SOURCE RECORDS -
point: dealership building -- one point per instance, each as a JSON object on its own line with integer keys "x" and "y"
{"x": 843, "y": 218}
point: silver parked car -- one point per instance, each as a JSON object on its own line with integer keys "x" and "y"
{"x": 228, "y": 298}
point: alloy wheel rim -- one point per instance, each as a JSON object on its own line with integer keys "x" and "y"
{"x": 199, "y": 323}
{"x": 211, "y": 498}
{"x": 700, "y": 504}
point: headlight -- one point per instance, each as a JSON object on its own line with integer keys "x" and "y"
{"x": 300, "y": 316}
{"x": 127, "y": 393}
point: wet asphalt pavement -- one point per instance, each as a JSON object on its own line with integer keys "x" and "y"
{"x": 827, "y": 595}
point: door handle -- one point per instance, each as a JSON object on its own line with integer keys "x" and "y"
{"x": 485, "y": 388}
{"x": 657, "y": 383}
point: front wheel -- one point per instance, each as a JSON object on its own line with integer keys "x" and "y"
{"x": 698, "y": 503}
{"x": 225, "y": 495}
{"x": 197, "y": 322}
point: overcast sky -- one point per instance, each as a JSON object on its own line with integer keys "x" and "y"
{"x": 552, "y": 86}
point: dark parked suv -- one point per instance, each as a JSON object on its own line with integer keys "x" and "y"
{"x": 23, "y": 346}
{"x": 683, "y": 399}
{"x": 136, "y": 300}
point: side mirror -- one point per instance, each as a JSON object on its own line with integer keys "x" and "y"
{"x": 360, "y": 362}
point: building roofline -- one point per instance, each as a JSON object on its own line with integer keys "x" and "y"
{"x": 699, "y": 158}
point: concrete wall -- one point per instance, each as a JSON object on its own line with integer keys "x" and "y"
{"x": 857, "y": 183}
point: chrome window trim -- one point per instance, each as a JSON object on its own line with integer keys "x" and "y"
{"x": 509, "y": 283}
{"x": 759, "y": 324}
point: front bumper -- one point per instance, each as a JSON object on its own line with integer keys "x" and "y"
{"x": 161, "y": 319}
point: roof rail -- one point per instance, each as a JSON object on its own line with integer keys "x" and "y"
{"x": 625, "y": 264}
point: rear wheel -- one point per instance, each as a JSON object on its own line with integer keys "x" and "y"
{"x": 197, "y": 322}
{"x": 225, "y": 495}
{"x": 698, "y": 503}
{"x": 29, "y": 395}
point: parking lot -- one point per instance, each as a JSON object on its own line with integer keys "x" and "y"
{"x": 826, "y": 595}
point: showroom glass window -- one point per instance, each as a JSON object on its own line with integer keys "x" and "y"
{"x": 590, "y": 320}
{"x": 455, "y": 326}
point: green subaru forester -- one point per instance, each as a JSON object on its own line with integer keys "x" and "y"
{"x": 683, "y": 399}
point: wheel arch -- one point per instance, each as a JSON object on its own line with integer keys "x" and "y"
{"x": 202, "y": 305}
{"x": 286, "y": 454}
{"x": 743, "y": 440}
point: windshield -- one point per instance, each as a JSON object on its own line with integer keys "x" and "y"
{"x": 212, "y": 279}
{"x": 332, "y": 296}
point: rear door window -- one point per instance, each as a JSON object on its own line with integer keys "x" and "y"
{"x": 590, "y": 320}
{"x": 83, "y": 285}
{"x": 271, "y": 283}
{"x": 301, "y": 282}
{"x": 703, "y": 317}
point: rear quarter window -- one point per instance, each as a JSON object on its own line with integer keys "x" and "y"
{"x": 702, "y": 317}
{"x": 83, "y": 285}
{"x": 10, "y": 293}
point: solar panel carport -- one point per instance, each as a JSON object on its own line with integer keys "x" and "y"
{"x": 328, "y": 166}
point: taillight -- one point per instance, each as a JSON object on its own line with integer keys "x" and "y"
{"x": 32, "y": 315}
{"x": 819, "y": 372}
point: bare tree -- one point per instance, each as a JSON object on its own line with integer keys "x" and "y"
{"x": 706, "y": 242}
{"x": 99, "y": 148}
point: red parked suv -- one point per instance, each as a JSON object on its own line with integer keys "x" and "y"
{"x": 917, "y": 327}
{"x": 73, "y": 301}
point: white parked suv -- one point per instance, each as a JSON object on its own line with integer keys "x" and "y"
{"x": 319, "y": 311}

WORK INSTRUCTION - Return the whole listing exactly, with every line included.

SOLUTION TO THIS TASK -
point: dealership building -- one point per instance, each as a JSON object on its own line with integer keys "x" and "y"
{"x": 843, "y": 218}
point: silver parked car -- one point per instance, each as a JSON object on its own line with integer keys "x" and "y"
{"x": 228, "y": 298}
point: alloy wheel rim -- one point per instance, each as a JSON object on its own line with integer keys "x" and "y"
{"x": 199, "y": 323}
{"x": 211, "y": 498}
{"x": 700, "y": 504}
point: headlight -- one point per instance, each as a JSON object on its own line with integer keys "x" and "y"
{"x": 300, "y": 316}
{"x": 127, "y": 393}
point: wet asphalt pavement -- one point per instance, each as a JSON object on its own line with integer keys "x" and "y"
{"x": 827, "y": 595}
point: door handle -- one point per instance, each as a JSON object on its own line with integer keys "x" and "y"
{"x": 485, "y": 388}
{"x": 657, "y": 383}
point: front wheel -- one point per instance, each as a JSON object on its own line with integer keys "x" and "y"
{"x": 698, "y": 503}
{"x": 225, "y": 495}
{"x": 197, "y": 322}
point: overcast sky -- one point per instance, each as a JSON object on its own line with integer keys "x" and "y"
{"x": 552, "y": 86}
point: dark parked suv -- one point per instance, each as a JSON object on its own line with integer keys "x" and "y"
{"x": 23, "y": 346}
{"x": 683, "y": 399}
{"x": 136, "y": 300}
point: side mirror -- one point per instance, each as a JSON object on its own line with integer keys "x" and "y"
{"x": 360, "y": 362}
point: building roofline -- one point per instance, each as a JSON object on its own line with integer keys "x" and "y"
{"x": 699, "y": 158}
point: concrete wall -- one point per instance, each as a JSON object on its own line with integer keys "x" and "y"
{"x": 857, "y": 183}
point: chrome window trim -- one point per instance, each as a JSON object on its own line with integer keys "x" and "y"
{"x": 509, "y": 283}
{"x": 759, "y": 324}
point: front bumper -- one point per instance, each as a JSON object on its own line with integer keys "x" and "y"
{"x": 161, "y": 319}
point: roof rail -- one point per instance, each as a JSON object on its own line with integer keys "x" and "y"
{"x": 625, "y": 264}
point: rear wheel -- one point per instance, each as a JSON object on its own line with integer keys "x" and "y"
{"x": 197, "y": 322}
{"x": 225, "y": 495}
{"x": 698, "y": 503}
{"x": 29, "y": 395}
point: parking lot -- one point per instance, each as a JSON object on its own line with integer keys "x" and "y"
{"x": 826, "y": 595}
point: showroom glass window -- one point per instance, each as a JSON object on its own line with integer keys "x" and "y"
{"x": 590, "y": 320}
{"x": 455, "y": 326}
point: green subaru forester -- one point per instance, each as a JSON object on its own line with integer keys "x" and "y"
{"x": 683, "y": 399}
point: wheel arch -- one point per instance, each as a JSON object on its own line with integer keys "x" and "y"
{"x": 202, "y": 305}
{"x": 286, "y": 454}
{"x": 743, "y": 440}
point: windshield -- one point per instance, each as a JSON object on its own line with integer keys "x" and "y"
{"x": 212, "y": 279}
{"x": 332, "y": 296}
point: rear door window -- one point per instance, each as a JSON object on its own line with integer keys "x" and "y"
{"x": 590, "y": 320}
{"x": 83, "y": 285}
{"x": 271, "y": 283}
{"x": 301, "y": 282}
{"x": 703, "y": 317}
point: rear quarter window -- one point per instance, each as a JSON object on its own line with integer keys "x" and "y"
{"x": 702, "y": 317}
{"x": 83, "y": 285}
{"x": 10, "y": 293}
point: solar panel carport -- one point per instance, each as a JSON object on its own line with integer keys "x" and "y"
{"x": 328, "y": 166}
point: taillight -- one point per instance, each as a JSON object on its own line with integer keys "x" and "y"
{"x": 32, "y": 315}
{"x": 819, "y": 372}
point: bare tree -- one point per instance, each as a JSON object on its own line with integer keys "x" and "y"
{"x": 706, "y": 242}
{"x": 99, "y": 148}
point: red parked suv -- one point per instance, each as a JSON object on its own line with integer keys "x" and "y"
{"x": 917, "y": 327}
{"x": 73, "y": 301}
point: white parked suv -- one point per instance, each as a JSON object on its own line with integer keys "x" and "y"
{"x": 319, "y": 311}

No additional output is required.